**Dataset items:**
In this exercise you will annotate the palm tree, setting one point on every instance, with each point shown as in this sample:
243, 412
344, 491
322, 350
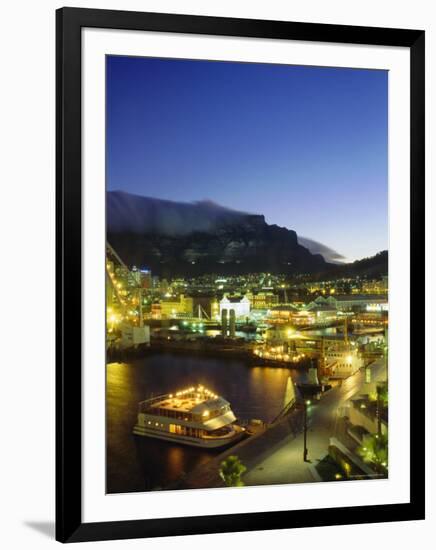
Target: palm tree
231, 471
374, 450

**Set problem:**
Reproduce the data above verbatim, leaving out the picture.

**Written reply:**
In this exercise you will annotate the palm tree, setting one point on every instance, with each point shown as in this sample:
243, 412
344, 491
322, 350
Target: palm tree
231, 471
374, 450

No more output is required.